◆ TRAVAIL À FAIRE ◆
a) Dans l'extrait sur la CÉNI, recopiez mot pour mot tout ce qui va de « Depuis la nomination » jusqu'à « compréhension en partage. ».
b) Répondez brièvement à ces questions sur l'extrait consacré à la CÉNI :
(i) Selon l'extrait, qui est le seul à savoir ce qui justifie la suspension ?
(ii) À quelle date Thotho Mabiku Totokani a-t-il été nommé ?
(iii) D'après le texte de Denis Kadima, de quoi Thotho Mabiku Totokani possède-t-il une grande maîtrise ?

Il est clair que nul ne saura jamais rien de ce qui justifie cette suspension hormis le président Denis Kadima Kazadi lui-même. Certes, des accusations sont entendues selon que l’on prête l’oreille à l’un ou l’autre camp. Des accusations qui inquiètent.

Depuis la nomination début janvier 2022 de Thotho Mabiku Totokani que Denis Kadima a vanté dans un texte peu après – « il possède une grande maîtrise des systèmes informatiques et des bases de données ; il a travaillé comme cadre et expert-consultant dans plusieurs entreprises multinationales œuvrant dans le secteur des finances, de la recherche et de la préparation électorale ; il est réputé intègre, rigoureux et discipliné dans son travail ; sa longue expérience et ses compétences sont des atouts majeurs pour aider la CÉNI à garantir et assurer harmonieusement ses missions d’offrir à la RDC des élections véritablement libres, indépendantes et transparentes» – jamais, les deux hommes n’ont vraiment eu une compréhension en partage.

◆ DONNÉES FOURNIES ◆

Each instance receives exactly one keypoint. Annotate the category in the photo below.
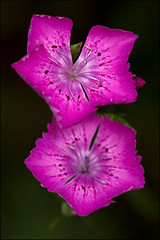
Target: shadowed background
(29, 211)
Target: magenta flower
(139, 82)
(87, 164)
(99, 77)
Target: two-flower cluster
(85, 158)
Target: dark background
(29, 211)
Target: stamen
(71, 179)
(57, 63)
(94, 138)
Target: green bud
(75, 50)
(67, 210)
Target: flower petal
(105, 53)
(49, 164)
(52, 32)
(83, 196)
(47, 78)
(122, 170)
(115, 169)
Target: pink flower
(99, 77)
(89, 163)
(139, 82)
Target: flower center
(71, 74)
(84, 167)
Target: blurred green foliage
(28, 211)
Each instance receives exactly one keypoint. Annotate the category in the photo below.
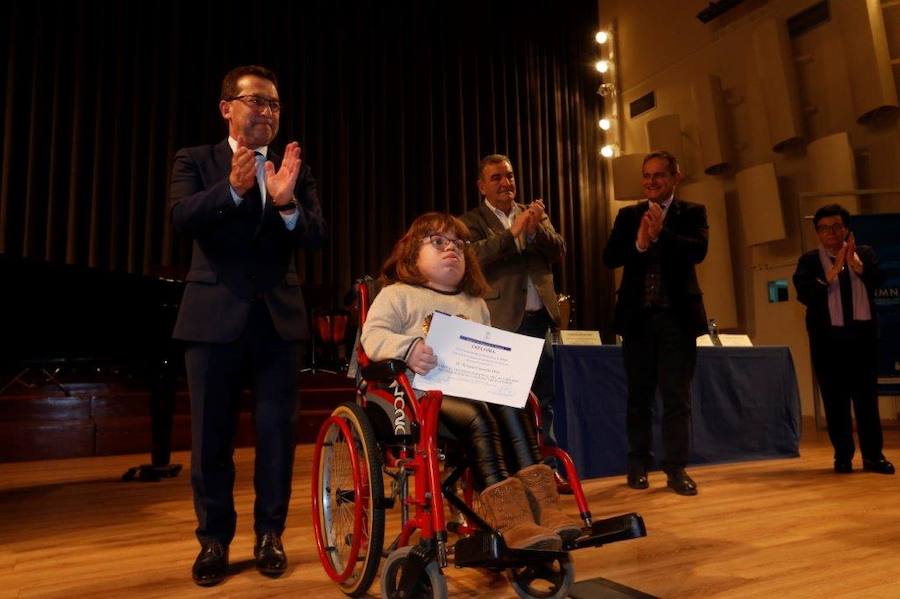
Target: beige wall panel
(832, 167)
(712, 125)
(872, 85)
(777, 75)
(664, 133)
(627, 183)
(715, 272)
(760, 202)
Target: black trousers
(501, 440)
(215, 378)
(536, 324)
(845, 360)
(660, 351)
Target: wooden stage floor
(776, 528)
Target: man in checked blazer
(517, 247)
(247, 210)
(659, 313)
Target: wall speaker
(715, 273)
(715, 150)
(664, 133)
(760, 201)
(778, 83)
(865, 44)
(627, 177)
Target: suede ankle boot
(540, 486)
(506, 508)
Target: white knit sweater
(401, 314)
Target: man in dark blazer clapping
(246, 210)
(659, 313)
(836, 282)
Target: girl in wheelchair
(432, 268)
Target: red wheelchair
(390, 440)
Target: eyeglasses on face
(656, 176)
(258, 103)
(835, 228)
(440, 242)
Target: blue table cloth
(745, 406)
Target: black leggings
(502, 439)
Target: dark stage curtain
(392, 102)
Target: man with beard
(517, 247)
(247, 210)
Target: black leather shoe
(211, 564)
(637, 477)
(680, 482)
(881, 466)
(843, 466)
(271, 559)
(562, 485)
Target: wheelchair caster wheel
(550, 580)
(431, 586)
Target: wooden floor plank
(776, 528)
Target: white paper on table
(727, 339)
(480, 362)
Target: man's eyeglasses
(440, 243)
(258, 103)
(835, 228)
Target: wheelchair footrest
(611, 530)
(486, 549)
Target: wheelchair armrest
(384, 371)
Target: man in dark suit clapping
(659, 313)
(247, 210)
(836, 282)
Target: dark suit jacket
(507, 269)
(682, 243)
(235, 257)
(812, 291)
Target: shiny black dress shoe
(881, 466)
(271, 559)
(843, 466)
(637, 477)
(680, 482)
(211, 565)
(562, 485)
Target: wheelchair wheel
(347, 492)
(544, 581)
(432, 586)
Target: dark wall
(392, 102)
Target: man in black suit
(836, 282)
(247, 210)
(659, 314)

◆ CORRIGÉ ◆
a)
Depuis la nomination début janvier 2022 de Thotho Mabiku Totokani que Denis Kadima a vanté dans un texte peu après – « il possède une grande maîtrise des systèmes informatiques et des bases de données ; il a travaillé comme cadre et expert-consultant dans plusieurs entreprises multinationales œuvrant dans le secteur des finances, de la recherche et de la préparation électorale ; il est réputé intègre, rigoureux et discipliné dans son travail ; sa longue expérience et ses compétences sont des atouts majeurs pour aider la CÉNI à garantir et assurer harmonieusement ses missions d’offrir à la RDC des élections véritablement libres, indépendantes et transparentes» – jamais, les deux hommes n’ont vraiment eu une compréhension en partage.

b)
(i) Le président Denis Kadima Kazadi.
(ii) Début janvier 2022.
(iii) Des systèmes informatiques et des bases de données.